Brief 1
In the Kosovo independence article, how many NATO-led peacekeepers still protect Kosovo?
Brief 2
Please carry the Kosovo independence article forward, picking up after its last paragraph.

Document extract
☆ ☆ ☆ ☆ ☆

The republic’s new flag – a blue banner with a yellow silhouette of Kosovo and six white stars representing each of the main ethnic groups – fluttered from homes and offices. But Serb-controlled northern Kosovo was tense with thousands demonstrating against independence and an explosion damaging a U.N. vehicle. No one was hurt.

By sidestepping the U.N. and appealing directly to the U.S. and other nations for recognition, Kosovo’s independence set up a showdown with Serbia – outraged at the imminent loss of its territory – and Russia, which warned it would set a dangerous precedent for separatist groups worldwide.

Russia persuaded the U.N. Security Council to meet in emergency session Sunday in an attempt to block Kosovo’s secession. The council was to meet again later Monday.

Kosovo had formally remained a part of Serbia even though it has been administered by the U.N. and NATO since 1999, when NATO airstrikes ended former Yugoslav leader Slobodan Milosevic’s crackdown on ethnic Albanian separatists, which killed 10,000 people.

Ninety percent of Kosovo’s 2 million people are ethnic Albanian – most of them secular Muslims – and they see no reason to stay joined to the rest of Christian Orthodox Serbia.

Despite calls for restraint, tensions flared in northern Kosovo, home to most of the territory’s 100,000 minority Serbs. An explosion damaged a U.N. vehicle outside the ethnically divided town of Kosovska Mitrovica, where thousands of Serbs demonstrated, chanting “this is Serbia!”

The crowds marched to a bridge spanning a river dividing the town between the ethnic Albanian and Serbian sides. They were confronted by NATO peacekeepers guarding the bridge, but there was no violence.

Another 800 Serbs staged a noisy demonstration in the Serb-dominated enclave of Gracanica outside Pristina, waving Serbian flags and singing patriotic songs.

“Our obligation is to stay in our homes and live as if nothing happened yesterday,” said protester Goran Arsic.

In a first sign that Serbia was attempting to retake authority in the north of Kosovo, some Serb policemen started leaving the multiethnic Kosovo police force on Monday and placed themselves under the authority of the Serbian government in Belgrade, a senior Kosovo Serb police official said, speaking on condition of anonymity because of the sensitivity of the subject.

There were about 320 Serb policemen in the U.N.-established force that has run Kosovo since 1999. The departure of Serb policemen in the force would likely trigger a confrontation with the U.N. administration.

Kosovo is still protected by 16,000 NATO-led peacekeepers, and the alliance boosted its patrols over the weekend in hopes of discouraging violence. International police, meanwhile, deployed to back up local forces in the tense north.

☆ ☆ ☆ ☆ ☆

Data entries

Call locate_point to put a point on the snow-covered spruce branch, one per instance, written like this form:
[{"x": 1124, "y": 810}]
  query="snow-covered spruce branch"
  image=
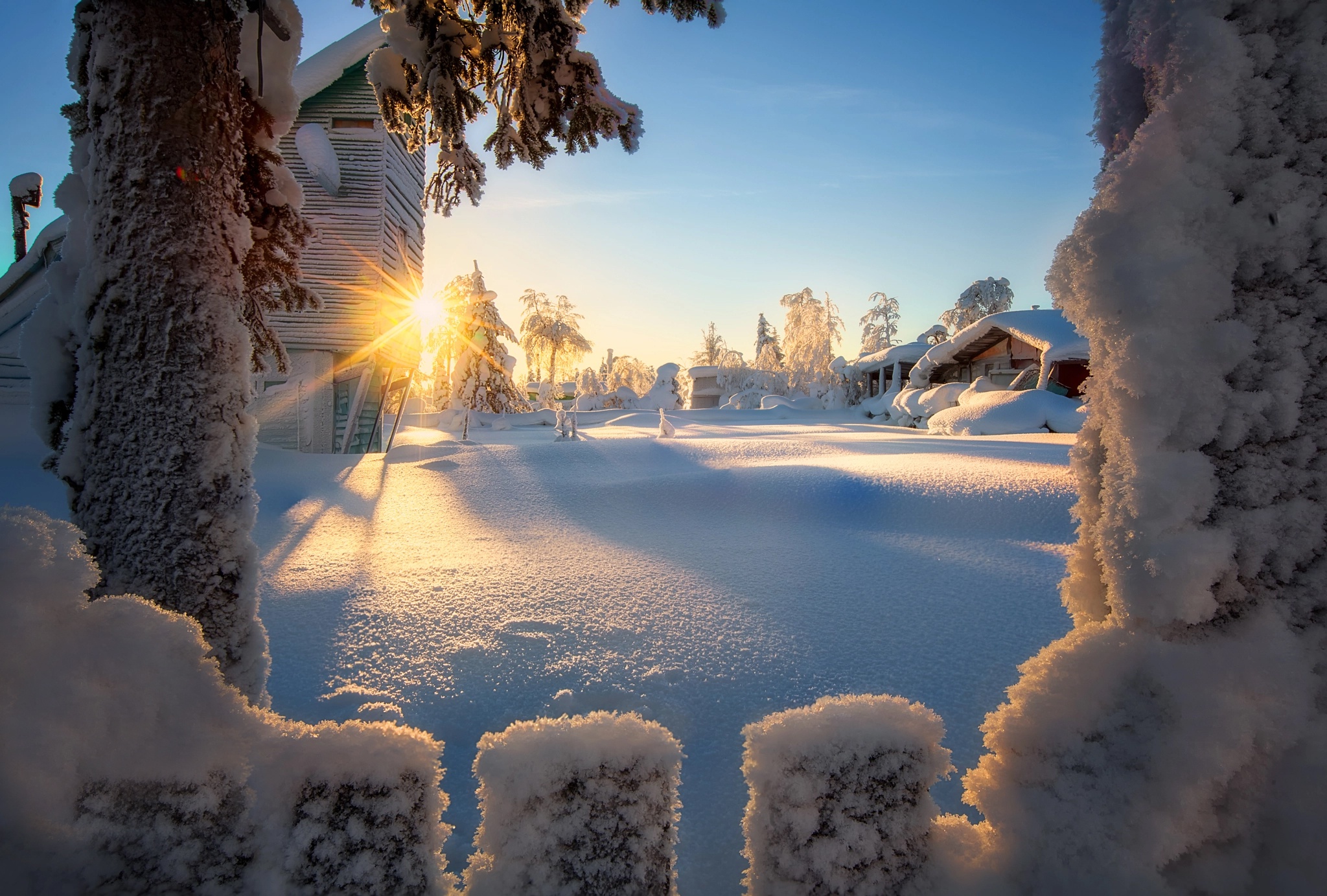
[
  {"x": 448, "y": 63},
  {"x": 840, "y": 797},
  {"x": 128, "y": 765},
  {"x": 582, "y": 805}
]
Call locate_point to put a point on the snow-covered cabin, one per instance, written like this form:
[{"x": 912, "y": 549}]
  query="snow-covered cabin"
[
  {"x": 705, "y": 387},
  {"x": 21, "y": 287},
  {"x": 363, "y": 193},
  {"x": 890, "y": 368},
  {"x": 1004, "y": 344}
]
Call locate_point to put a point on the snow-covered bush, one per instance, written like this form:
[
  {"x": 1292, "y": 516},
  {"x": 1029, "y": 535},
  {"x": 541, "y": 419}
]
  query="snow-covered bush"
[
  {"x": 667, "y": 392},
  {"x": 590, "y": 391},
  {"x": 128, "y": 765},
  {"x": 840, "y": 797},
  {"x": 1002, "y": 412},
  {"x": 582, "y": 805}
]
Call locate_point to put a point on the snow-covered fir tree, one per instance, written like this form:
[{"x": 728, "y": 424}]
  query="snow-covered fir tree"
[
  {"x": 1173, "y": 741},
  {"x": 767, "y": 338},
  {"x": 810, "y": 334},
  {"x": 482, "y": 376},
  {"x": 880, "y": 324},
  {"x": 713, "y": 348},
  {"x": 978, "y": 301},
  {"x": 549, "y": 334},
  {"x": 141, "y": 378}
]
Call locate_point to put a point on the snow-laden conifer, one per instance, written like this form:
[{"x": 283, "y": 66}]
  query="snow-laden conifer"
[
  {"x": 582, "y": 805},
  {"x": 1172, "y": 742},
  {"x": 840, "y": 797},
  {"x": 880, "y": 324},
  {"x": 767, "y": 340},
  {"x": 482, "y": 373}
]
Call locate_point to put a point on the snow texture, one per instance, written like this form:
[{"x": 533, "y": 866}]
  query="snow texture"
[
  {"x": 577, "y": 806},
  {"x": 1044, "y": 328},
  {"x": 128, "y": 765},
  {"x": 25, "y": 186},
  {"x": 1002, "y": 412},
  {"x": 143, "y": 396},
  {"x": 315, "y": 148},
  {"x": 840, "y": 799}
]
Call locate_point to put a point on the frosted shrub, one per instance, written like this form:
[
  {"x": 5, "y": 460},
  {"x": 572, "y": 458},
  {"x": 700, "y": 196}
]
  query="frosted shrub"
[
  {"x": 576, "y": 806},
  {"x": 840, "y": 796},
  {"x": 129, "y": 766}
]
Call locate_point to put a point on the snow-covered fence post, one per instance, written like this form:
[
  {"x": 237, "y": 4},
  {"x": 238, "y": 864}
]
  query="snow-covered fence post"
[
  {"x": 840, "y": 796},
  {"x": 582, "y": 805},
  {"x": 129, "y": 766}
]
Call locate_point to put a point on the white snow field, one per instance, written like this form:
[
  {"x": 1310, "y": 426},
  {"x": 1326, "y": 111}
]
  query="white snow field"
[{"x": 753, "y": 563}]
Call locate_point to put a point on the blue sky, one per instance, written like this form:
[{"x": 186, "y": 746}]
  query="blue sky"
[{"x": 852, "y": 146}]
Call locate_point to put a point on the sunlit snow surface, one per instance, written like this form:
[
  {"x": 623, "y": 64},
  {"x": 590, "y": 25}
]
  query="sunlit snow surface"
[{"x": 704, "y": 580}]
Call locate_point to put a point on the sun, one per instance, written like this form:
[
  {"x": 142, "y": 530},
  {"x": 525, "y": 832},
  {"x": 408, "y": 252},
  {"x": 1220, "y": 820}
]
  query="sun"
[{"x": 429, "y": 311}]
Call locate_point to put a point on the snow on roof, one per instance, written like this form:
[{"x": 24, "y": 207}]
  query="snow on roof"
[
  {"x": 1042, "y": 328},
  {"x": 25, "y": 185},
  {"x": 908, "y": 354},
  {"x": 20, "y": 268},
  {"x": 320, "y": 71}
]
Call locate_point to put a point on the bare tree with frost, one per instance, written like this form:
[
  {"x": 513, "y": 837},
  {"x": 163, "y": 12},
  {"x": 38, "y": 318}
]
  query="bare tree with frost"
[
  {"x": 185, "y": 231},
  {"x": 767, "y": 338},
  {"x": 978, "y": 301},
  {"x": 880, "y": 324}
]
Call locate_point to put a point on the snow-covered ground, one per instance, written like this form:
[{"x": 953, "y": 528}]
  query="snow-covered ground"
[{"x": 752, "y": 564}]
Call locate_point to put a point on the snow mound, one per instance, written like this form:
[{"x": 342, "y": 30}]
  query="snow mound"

☆ ☆ ☆ ☆ ☆

Response 1
16,000

Response 2
NATO insisted its peacekeeping mission in Kosovo will not be weakened by differences among the allies over recognition.

The 27 EU nations stood divided as their foreign ministers met in Brussels, Belgium, to try to forge a common stance on recognition. At the end of the meeting, the ministers cleared the way for some member nations to endorse independence.

European powers France, Britain and Germany led most of the EU nations in recognizing Kosovo. Spain led a group of five who opposed it, fearing it could set a dangerous precedent encouraging separatist minorities elsewhere to seek statehood.

“A majority of the EU states will recognize Kosovo,” German Foreign Minister Frank-Walter Steinmeier predicted, saying 17 member states were set to do so in the coming weeks.

British Foreign Secretary David Miliband said recognizing Kosovo now “can help the western Balkans close two decades of violence and conflict.”

“There is a very strong head of steam building among a wide range of countries that do see this as the last piece of the Yugoslav jigsaw and don’t see stability in the western Balkans being established without the aspirations of the Kosovar people being respected,” Miliband said.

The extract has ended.